### BRIEF 1
Reproduce the part of the Chiariglione article that opens with the words containing "A Host for the" and closes with "engineer could be.".
### BRIEF 2
In one to three sentences, explain why the Chiariglione article says he could see the common issues that engineers in Silicon Valley, Hollywood and Tokyo were facing.

### EXERCISE PASSAGE
____________

A Host for the Digital Media Party
Leonardo Chiariglione (below) was an unlikely source to get quoted in a US semiconductor trade newspaper like EE Times. Grey, bearded and portly, the researcher at Telecom Italia, Italy’s main phone company, was about as far removed from Silicon Valley and its surging chip industry in space and style as an engineer could be.
But in the go-go years of the 1990’s, television was going digital. It was an unusual time that called for unusual characters. And Chiariglione had two skills that suited him for the moment, according to Junko Yoshida who helped bring him to the tech world’s attention: He was objective and gregarious.
Chiariglione’s Turin lab was far enough away from
Silicon Valley, Hollywood and Tokyo that he could see the common issues very
different kinds of engineers in those places were facing. And, like Junko, he
was a people person.
“Leonardo was a rare breed, a foreign exec who got
into the hearts and minds of Japan’s engineers,” she told me. He earned his PhD
at the University of Tokyo where he learned to speak fluent Japanese.
The shared vision in those days was that someday
everything electronic would be smart and connected to some sort of
network. “It was a time when consumer electronics and telecom were coming
together, and he had charisma to attract people -- he was very inclusive,”
Junko said.

____________

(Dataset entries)
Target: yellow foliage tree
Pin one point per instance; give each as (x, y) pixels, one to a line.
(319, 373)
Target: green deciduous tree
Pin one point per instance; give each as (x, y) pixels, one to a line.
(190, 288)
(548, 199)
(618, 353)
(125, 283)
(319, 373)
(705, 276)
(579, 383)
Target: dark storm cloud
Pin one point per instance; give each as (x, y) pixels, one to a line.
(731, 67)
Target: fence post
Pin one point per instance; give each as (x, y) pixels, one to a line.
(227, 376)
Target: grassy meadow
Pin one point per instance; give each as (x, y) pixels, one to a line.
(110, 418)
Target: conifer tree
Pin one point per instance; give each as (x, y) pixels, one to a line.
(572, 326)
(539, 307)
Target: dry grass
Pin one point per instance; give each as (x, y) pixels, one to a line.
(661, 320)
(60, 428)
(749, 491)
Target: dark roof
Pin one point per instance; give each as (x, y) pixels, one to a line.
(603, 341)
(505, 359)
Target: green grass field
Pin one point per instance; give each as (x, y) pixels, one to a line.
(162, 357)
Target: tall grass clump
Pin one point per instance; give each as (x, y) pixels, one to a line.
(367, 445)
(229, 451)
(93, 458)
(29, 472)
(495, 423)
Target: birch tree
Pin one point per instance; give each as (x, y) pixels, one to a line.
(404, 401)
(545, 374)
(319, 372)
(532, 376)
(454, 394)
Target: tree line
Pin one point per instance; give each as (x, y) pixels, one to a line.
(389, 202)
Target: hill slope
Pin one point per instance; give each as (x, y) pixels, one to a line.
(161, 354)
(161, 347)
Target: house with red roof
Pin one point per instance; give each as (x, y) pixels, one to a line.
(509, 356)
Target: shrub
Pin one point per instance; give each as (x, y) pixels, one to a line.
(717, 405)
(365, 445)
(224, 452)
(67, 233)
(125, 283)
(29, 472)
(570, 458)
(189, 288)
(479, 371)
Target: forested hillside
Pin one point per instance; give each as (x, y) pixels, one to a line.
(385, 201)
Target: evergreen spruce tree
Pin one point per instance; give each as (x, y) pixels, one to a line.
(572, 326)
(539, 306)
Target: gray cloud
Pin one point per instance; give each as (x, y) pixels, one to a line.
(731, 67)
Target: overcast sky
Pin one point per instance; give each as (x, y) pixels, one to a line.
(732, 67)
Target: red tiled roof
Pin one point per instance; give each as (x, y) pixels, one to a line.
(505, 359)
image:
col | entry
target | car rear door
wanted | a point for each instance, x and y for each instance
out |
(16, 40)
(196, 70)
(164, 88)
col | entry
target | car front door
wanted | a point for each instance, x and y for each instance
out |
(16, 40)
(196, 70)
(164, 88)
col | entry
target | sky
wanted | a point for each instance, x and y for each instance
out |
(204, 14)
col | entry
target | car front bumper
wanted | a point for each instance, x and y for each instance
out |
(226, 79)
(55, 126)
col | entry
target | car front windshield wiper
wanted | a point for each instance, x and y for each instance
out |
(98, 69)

____________

### SOLUTION 1
A Host for the Digital Media Party
Leonardo Chiariglione (below) was an unlikely source to get quoted in a US semiconductor trade newspaper like EE Times. Grey, bearded and portly, the researcher at Telecom Italia, Italy’s main phone company, was about as far removed from Silicon Valley and its surging chip industry in space and style as an engineer could be.

### SOLUTION 2
His lab was in Turin, far enough away from Silicon Valley, Hollywood and Tokyo that he could see the common issues the very different kinds of engineers in those places were facing. This distance is the basis for the objectivity the article names as one of his two skills.